Start of Data supplied
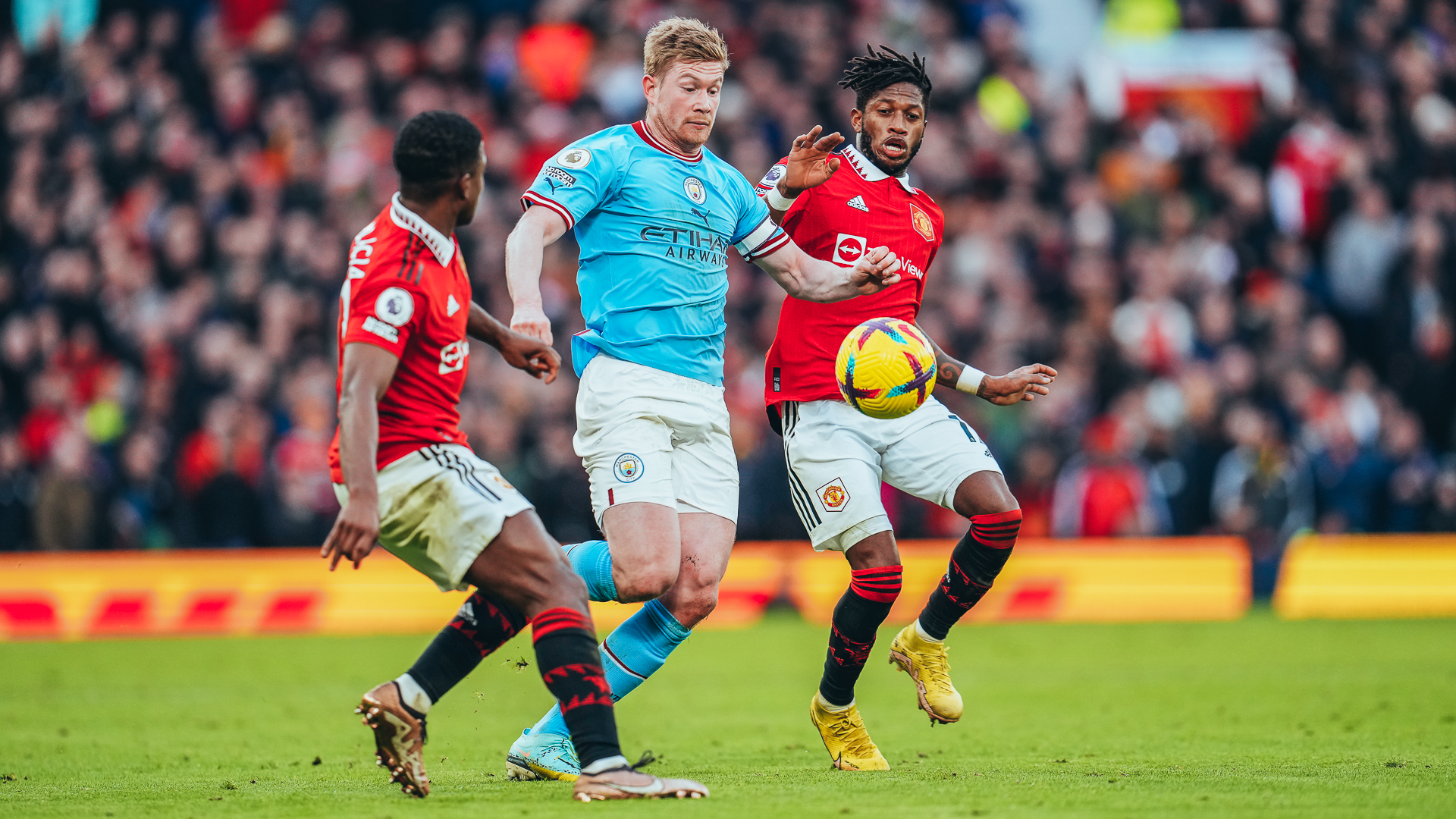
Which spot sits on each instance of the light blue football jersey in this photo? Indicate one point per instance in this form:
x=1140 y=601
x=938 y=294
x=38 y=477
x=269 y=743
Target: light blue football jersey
End of Data supplied
▶ **What you have to do**
Edit the data above so that every "light blue" becomes "pale blue", leave everything else unchanged, and leave the picture out of your answer.

▶ **Completed exercise**
Which spot sits on each instance of the pale blue football jersey in this photo? Indicate one point per instance in this form:
x=1140 y=601
x=938 y=294
x=38 y=477
x=269 y=743
Target: pale blue football jersey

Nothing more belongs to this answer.